__Text segment__:

I also prefer to invoke the generation of the sitemap manually and to generate it as a static file that Apache can serve up rather than having Seaside build one dynamically. My blog has an admin panel with a menu option to generate site map which invokes...

generateSiteMap
    | siteMap |
    siteMap := SBSiteMapGenerator blogRoot: 'http://onsmalltalk.com/'.
    siteMap generateFromItems: {  (SBPost new)  } , 
        (SBPost findAll: [ :e | e isPublished ]) , SBTag findAll.
    (siteMap pingGoogleWithMap: 'http://onsmalltalk.com/sitemap.xml') 
        ifTrue: [ self message: 'Map generated and Google notified successfully.' ]
        ifFalse: [ self message: 'Map generated but Google notification failed.' ]

The first item in the list, the empty new post, creates and item without a slug which represents the root of the site. I don't bother pinging the other search engines, the vast majority of my traffic comes from Google, the rest will find me eventually. So let's run through the generation of this sitemap, it's only a few methods. The class declaration...

Object subclass: #SBSiteMapGenerator
    instanceVariableNames: 'document root blogRoot'
    classVariableNames: ''
    poolDictionaries: ''
    category: 'OnSmalltalkBlog-Config'

A couple of accessors for the blog root...

__Recorded information__:
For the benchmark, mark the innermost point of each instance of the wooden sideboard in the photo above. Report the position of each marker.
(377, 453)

==

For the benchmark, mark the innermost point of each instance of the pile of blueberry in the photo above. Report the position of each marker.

* * *

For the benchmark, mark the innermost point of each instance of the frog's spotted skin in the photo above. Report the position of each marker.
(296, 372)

__Set problem__: Continue the Smalltalk sitemap text from its last line, "A couple of accessors for the blog root..."

__Reply to the exercise__:
blogRoot
    ^ blogRoot

blogRoot: aRoot
    blogRoot := aRoot

And a constructor that uses it...

blogRoot: aRootUrl 
    ^ self new
        blogRoot: aRootUrl;
        yourself

Since I'm going to write the sitemap to disk, I'll need to know where to put it, and I'll want it configurable...

siteMapPath
    ^ (FileDirectory
        on: (SSConfig at: #blogWebRoot default: FileDirectory default fullName))
        fullNameFor: 'sitemap.xml'

Now a method to generate the document, add the items to it, and write the file to disk...

generateFromItems: someItems
    document := XMLDocument new
        version: '1.0';
        encoding: 'UTF-8';
        yourself.
    root := (XMLElement named: 'urlset').
    root attributeAt: 'xmlns' put: 'http://www.sitemaps.org/schemas/sitemap/0.9'.
    root attributeAt: 'xmlns:xsi' put: 'http://www.w3.org/2001/XMLSchema-instance'.
    root attributeAt: 'xsi:schemaLocation' put: 'http://www.sitemaps.org/schemas/sitemap/0.9 
     http://www.sitemaps.org/schemas/sitemap/0.9/sitemap.xsd'.
    document addElement: root.
    someItems do: [ :e | self addItem: e ].
    FileStream fileNamed: self siteMapPath
        do: [ :f | f nextPutAll: document asString ]

For each item, I'll want to generate an entry. The item is expected to respond to two methods, #createdOn, and #slug. All of my posts and tags respond to these so I can just toss then into a single list of items...

addItem: anItem
    | url location lastModification isoString changeFreq |
    url := root addElement: (XMLElement named: 'url').
    location := url addElement: (XMLElement named: 'loc').
    location addContent: (XMLStringNode string: self blogRoot , anItem slug).
    changeFreq := url addElement: (XMLElement named: 'changefreq').
    changeFreq addContent: (XMLStringNode string: 'weekly').
    lastModification := url addElement: (XMLElement named: 'lastmod').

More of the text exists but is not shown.